■ EXCERPT ■

○ ○ ○ ○ ○

Ticket #1695 (closed defect: fixed)

Opened 1 year ago

Last modified 10 months ago

i18n - translations for text with leading/trailing whitespace not found

Reported by: amit Assigned to: Chris Arndt
Priority: normal Milestone: 1.0.x bugfix
Component: TurboGears Version: 1.0.4b6
Severity: critical Keywords:
Cc: diegobz

Description

I have seen that the TG 1.0.4b6, collects strings with trailing or leading space, for example:

<span>Welcome to <a href="http://mysite.com">My Site</a>.</span>

We get:

msgid "Welcome to "

instead of:

msgid "Welcome to"

And TG fails to get translation for "Welcome to ". If I manually remove that trailing whitespace, it just works fine...

Attachments

admi18n.patch (0.9 kB) - added by amit on 01/18/08 01:42:01.
I don't know whether this is the correct way to fix the problem, but it works for me…
i18n-kid-strip-msg.diff (1.3 kB) - added by Chris Arndt on 08/23/08 07:09:46.

Change History

01/18/08 00:55:25 changed by amit

Another strange behavior:

<td>
    Total:
</td>

on tg-admin i18n collect, I have:

#: templates/test.kid:td
msgid ""
"\n"
"    Total:"
msgstr ""

instead of:

#: templates/test.kid:td
msgid "Total:"
msgstr ""

That is, all leading and trailing whitespace needs to be stripped out from the gathered strings.

01/18/08 00:56:15 changed by amit

  • summary changed from i18n - can't translate text with trailing whitespace (v1.0.4b6) to i18n - can't translate text with leading/trailing whitespace (v1.0.4b6).

01/18/08 01:42:01 changed by amit

  • attachment admi18n.patch added.

I don't know whether this is the correct way to fix the problem, but it works for me...

01/21/08 08:20:51 changed by Chris Arndt

  • version changed from 1.0.4b3 to 1.0.4b6.

01/21/08 08:42:58 changed by Chris Arndt

  • summary changed from i18n - can't translate text with leading/trailing whitespace (v1.0.4b6) to i18n - translations for text with leading/trailing whitespace not found.

○ ○ ○ ○ ○

■ THE TASKS ■
A) Answer these questions from the ticket:
(i) To whom is the ticket assigned?
(ii) What is the name of the patch file that amit attached?
(iii) On 01/21/08, what did Chris Arndt change the version field from and to?
B) Summarize the ticket in two sentences.
The records have no connection to the ticket.

○ ○ ○ ○ ○

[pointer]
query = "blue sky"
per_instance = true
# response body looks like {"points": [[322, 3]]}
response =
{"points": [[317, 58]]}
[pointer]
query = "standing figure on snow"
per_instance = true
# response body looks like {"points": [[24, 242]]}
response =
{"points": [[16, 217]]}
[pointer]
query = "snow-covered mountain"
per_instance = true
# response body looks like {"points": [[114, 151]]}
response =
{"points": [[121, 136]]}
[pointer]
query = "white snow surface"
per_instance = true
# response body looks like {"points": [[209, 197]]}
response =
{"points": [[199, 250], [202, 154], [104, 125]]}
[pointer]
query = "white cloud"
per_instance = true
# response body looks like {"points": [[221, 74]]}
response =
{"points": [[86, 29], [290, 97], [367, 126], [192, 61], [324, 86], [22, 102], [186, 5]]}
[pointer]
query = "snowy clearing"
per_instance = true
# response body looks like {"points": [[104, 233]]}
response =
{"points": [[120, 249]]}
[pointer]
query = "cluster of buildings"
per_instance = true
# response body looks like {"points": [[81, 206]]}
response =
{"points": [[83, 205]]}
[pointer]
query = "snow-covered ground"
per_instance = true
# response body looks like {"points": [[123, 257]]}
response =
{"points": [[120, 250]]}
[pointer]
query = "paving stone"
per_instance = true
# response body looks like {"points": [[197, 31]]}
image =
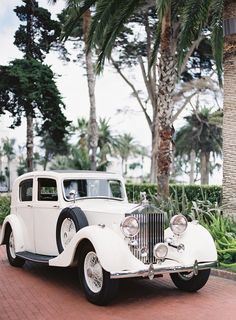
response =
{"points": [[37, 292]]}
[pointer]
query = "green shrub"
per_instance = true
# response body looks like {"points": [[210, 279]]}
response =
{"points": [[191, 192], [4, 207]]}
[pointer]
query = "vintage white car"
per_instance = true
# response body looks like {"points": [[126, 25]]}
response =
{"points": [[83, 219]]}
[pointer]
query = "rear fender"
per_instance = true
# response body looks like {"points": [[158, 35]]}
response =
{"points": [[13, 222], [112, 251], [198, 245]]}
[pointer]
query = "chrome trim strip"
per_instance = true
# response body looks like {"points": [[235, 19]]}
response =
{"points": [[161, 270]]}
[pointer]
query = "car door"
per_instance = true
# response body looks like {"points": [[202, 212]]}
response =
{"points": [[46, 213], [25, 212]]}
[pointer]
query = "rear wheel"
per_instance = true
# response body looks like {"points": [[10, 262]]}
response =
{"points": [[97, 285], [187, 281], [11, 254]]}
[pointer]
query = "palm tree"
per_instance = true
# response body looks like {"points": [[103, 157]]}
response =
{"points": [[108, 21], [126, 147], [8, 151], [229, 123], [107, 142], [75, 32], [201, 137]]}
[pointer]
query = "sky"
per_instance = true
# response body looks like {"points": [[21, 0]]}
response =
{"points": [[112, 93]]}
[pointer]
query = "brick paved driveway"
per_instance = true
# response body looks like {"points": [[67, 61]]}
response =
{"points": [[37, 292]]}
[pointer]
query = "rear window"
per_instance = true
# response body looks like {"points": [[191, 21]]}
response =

○ ○ ○ ○ ○

■ RESPONSES PER TASK ■
A)
(i) Chris Arndt.
(ii) admi18n.patch.
(iii) From 1.0.4b3 to 1.0.4b6.

B) The ticket reports that TurboGears 1.0.4b6 collects translatable strings with leading or trailing whitespace, such as "Welcome to ", and then fails to find translations for them, although removing the whitespace manually makes the translation work. The reporter states that all leading and trailing whitespace needs to be stripped from gathered strings and attaches a patch, and the ticket, assigned to Chris Arndt, is closed as fixed.